- **Texte source**

>>>

Nous avions, lors des deux premiers volets de cette étude, envisagé l’exégèse des versets 38 à 41 Sourate “Le Pèlerinage”. Ils représentaient le premier “paragraphe” d’un passage constitué des versets 38 à 54. Le segment clef en était le suivant “N’eut été le fait que Dieu repousse les hommes les uns par les autres” V40. Nous avions montré selon deux approches différentes la centralité de l’expression daf’u-llâhi que l’on devrait traduire très exactement par “repoussoir de Dieu” mais que l’usage et la langue expriment à défaut en mode verbal “Dieu repousse”. Cependant, nous avions démontré que tel n’était pas le cas ; ce qui repousse les hommes les uns contre les autres est plus précisément le repoussoir de Dieu. Le contexte, la structure, et le sens général permettaient d’identifier cette entité au tawhîd, l’unicité de Dieu.

Le deuxième paragraphe de ce passage comprend les versets 42 à 49.

Te traitent-ils de menteur !
 Bien avant eux firent de même le Peuple de Noé, les ’Âd et les Thamûd, v42 les Peuples d’Abraham et de Loth, v43 les Gens de Madian.
Moïse aussi fut démenti.

J’ai donc laissé un délai indulgent aux dénégateurs, puis me suis saisis d’eux.
Que ne fut pas mon désaveu !v44
Que de Cités n’avons-Nous pas détruites. Elles étaient emplies d’injustice, elles ne sont à présent que ruines, puits abandonnés, demeures de boue, désertes.v45

Ne parcourent-ils pas la Terre ! Leurs cœurs sont-ils incapables de comprendre ! N’entendent-ils pas ! En réalité, ce ne sont point leurs regards qui rien ne discernent, mais leurs cœurs, en leurs poitrines qui sont aveugles.v46

Ils te demandent de précipiter le châtiment ! Or, Dieu ne faillira point à sa promesse. Cependant, un jour de ton Seigneur est comme mille selon ce que vous comptez.v47

Que de Cités n’avons-Nous pas laissées en sursis alors qu’elles étaient emplies d’injustice, puis Nous les saisîmes.
Nulle issue si ce n’est vers Moi.v48

Dis : “Ô hommes, je ne suis chargé que de vous délivrer un clair avertissement.”v49

Sourate “Le Pèlerinage”.

Te traitent-ils de menteur[i]  !

Cette apostrophe adressée en apparence au Prophète SBSL nous projette dans la réalité qui fut sienne, le tutoiement permet à cet instant une lecture intime. Précédemment, le rappel était articulé selon une approche générale, le concept du repoussoir de Dieu, le tawhîd. A présent, en est donnée une confirmation en mode particularisé.

Le Prophète SBSL est la réactualisation du message d’unicité divine et cela a trois conséquences conformément à l’action résultant intrinsèquement du repoussoir-tawhîd : on te suivra, on te reniera, on te combattra.

Te traitent-ils de menteur est en réalité une apostrophe dont l’objectif premier est de stigmatiser le mensonge de ceux qui rejettent le Message du Prophète. C’est ce mensonge qui sera le thème pris en compte en cette séquence.

<<<

- **Tâche courte A**
Pour chacune de ces affirmations, dites si le texte source la confirme (oui ou non), en citant les mots qui tranchent : (i) le deuxième paragraphe du passage va des versets 42 à 49 ; (ii) les deux premiers volets de l'étude portaient sur les versets 42 à 49 ; (iii) un jour du Seigneur vaut cent jours selon le compte des hommes.
- **Tâche courte B**
D'après le texte source, pourquoi le Prophète sera-t-il à la fois suivi, renié et combattu ?

- **Extrait de données**

>>>

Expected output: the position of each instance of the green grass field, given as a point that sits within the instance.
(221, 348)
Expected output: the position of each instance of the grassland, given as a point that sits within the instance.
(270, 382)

<<<

- **Réponse A**
(i) Oui : « Le deuxième paragraphe de ce passage comprend les versets 42 à 49. »
(ii) Non : « Nous avions, lors des deux premiers volets de cette étude, envisagé l’exégèse des versets 38 à 41 »
(iii) Non : « un jour de ton Seigneur est comme mille selon ce que vous comptez. »

- **Réponse B**
Parce qu'il est la réactualisation du message d'unicité divine. Le texte présente ces trois conséquences comme conformes à l'action qui découle du repoussoir-tawhîd.